# START OF Data for this exercise

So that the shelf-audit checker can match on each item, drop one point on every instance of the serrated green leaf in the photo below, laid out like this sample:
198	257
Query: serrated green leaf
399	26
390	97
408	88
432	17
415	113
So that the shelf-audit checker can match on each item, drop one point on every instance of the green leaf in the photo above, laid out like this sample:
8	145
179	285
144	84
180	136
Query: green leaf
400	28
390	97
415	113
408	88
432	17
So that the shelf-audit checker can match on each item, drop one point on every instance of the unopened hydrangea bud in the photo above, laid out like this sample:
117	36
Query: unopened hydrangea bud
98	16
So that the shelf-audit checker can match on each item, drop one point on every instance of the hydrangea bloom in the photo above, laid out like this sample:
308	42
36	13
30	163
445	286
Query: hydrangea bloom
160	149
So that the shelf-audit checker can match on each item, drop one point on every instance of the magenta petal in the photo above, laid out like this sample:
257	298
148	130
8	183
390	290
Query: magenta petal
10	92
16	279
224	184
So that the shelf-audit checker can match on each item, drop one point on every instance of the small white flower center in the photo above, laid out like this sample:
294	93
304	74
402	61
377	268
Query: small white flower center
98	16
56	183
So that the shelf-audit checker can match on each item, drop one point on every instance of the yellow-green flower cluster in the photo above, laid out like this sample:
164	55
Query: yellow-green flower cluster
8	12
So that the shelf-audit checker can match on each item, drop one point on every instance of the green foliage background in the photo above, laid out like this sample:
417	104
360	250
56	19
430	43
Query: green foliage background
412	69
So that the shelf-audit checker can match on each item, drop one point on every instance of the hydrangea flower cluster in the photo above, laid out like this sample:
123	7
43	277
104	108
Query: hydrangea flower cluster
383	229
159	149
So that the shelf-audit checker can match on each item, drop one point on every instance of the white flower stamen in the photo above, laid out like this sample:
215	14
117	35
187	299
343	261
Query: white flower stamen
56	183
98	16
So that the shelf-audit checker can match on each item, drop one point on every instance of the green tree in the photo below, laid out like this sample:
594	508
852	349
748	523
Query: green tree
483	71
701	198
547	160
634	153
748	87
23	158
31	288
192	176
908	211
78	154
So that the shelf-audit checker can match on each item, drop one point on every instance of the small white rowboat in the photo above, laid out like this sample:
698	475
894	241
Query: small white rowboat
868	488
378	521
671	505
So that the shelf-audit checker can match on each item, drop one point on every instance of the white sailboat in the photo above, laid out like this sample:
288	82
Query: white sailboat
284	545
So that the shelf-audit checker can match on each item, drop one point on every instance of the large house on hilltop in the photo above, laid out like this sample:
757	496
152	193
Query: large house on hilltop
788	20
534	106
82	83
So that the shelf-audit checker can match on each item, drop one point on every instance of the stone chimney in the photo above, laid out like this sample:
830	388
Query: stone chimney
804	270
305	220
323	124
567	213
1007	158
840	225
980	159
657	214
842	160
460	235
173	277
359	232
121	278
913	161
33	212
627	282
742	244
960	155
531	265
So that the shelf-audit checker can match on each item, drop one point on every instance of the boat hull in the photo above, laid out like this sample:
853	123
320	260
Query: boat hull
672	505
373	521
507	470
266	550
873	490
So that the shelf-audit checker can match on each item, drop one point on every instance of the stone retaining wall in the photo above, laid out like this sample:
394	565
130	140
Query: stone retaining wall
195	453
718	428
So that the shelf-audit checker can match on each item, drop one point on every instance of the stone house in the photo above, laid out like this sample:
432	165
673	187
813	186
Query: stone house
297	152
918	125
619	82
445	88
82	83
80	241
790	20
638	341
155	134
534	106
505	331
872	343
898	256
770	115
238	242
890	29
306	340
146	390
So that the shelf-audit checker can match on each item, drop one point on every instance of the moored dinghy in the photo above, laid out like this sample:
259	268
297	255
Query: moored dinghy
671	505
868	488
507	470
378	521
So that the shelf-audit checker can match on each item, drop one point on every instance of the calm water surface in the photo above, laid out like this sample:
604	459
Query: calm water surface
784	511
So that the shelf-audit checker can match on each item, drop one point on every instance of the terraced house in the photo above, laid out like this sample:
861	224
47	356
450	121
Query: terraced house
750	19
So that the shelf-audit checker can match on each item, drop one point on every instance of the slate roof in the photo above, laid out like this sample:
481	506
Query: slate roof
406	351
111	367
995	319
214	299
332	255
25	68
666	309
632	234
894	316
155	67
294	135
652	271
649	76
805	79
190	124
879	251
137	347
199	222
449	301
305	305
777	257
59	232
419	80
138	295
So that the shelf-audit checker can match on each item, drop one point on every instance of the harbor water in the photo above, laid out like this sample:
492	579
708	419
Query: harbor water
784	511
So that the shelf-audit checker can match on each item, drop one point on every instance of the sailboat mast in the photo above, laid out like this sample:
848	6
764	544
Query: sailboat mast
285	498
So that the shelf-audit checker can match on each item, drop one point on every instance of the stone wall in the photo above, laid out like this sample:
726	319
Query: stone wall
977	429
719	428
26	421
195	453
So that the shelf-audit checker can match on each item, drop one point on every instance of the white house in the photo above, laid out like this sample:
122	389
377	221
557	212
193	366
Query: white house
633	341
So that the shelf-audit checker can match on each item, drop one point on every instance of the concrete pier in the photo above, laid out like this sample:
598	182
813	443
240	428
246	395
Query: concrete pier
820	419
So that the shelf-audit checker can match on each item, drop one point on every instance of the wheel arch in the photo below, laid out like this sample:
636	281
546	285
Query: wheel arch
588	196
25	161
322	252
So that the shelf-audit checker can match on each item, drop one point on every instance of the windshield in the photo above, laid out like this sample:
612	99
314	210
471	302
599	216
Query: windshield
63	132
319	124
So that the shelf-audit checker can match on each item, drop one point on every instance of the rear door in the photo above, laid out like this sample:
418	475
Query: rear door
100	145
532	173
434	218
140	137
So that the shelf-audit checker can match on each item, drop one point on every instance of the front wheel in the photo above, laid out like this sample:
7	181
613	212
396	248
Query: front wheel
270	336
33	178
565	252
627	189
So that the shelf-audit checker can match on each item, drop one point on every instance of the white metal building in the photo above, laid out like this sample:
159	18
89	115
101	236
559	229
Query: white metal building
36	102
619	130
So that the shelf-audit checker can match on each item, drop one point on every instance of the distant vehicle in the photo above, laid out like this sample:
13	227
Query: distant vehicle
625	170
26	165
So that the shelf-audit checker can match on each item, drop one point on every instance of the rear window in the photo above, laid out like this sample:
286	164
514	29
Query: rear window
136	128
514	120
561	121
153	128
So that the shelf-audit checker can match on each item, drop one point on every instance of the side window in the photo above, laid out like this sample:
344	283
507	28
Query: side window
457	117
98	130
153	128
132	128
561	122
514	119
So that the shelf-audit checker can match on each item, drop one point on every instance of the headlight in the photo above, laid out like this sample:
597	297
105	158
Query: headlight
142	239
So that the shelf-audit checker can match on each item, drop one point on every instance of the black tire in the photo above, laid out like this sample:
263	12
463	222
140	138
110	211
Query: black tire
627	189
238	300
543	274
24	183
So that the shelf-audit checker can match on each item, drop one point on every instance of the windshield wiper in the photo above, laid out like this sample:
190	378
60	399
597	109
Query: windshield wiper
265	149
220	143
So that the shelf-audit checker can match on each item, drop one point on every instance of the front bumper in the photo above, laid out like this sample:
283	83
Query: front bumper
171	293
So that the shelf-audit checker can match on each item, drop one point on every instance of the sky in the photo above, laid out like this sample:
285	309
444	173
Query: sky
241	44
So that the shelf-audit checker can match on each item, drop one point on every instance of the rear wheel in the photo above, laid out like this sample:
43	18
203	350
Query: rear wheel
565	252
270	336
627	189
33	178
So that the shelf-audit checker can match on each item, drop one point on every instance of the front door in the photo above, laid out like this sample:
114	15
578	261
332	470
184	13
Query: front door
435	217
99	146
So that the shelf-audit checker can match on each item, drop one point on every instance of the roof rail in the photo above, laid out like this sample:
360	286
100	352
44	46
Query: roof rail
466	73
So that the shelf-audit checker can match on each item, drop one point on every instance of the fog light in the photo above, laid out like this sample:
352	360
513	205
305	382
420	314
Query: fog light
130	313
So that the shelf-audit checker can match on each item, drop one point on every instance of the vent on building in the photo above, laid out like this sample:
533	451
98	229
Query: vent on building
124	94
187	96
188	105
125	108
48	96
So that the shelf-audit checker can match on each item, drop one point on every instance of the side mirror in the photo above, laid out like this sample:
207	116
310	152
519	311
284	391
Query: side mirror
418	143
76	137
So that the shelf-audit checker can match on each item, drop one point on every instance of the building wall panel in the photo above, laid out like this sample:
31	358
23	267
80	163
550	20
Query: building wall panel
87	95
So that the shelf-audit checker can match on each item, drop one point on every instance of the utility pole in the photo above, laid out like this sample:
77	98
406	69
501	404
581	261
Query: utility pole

# END OF Data for this exercise

■ **Aim**
Reproduce the lines from the one containing "instance of the sky" to the end of the entries, keeping both ends and adding nothing.

■ **Exercise response**
So that the shelf-audit checker can match on each item, drop one point on every instance of the sky in the photo above, laid out like this sample:
285	309
444	173
Query: sky
241	44
So that the shelf-audit checker can match on each item, drop one point on every instance of the rear wheel in the photo above, laid out like this sample:
43	18
203	350
Query: rear wheel
565	252
270	336
627	189
33	178
So that the shelf-audit checker can match on each item, drop one point on every instance of the front door in the photo above, laid out like this sample:
114	15
578	261
332	470
184	13
Query: front door
435	217
99	146
So that the shelf-audit checker can match on each item, drop one point on every instance of the roof rail in the photo above, laid out like this sample:
360	286
100	352
44	46
Query: roof rail
466	73
So that the shelf-audit checker can match on each item, drop one point on every instance of the fog light in the photo above, laid out like this sample:
352	360
513	205
305	382
420	314
Query: fog light
130	313
So that the shelf-audit checker can match on each item, drop one point on every instance of the vent on building in the photo above, laid out like this sample:
533	451
98	229
Query: vent on building
124	94
187	96
188	105
125	108
48	96
So that the shelf-audit checker can match on each item, drop one point on every instance of the side mirror in the photo above, laid out like this sample:
207	116
310	152
519	311
284	391
Query: side mirror
418	143
76	137
So that the shelf-audit checker can match on each item, drop one point on every instance of the building wall panel in the photo above, laid out like this sample:
31	358
23	267
80	163
550	20
Query: building wall panel
87	95
So that the shelf-audit checker can match on each item, drop one point on every instance of the utility pole in the photo above, laid out like this sample:
77	98
406	69
501	404
581	261
Query: utility pole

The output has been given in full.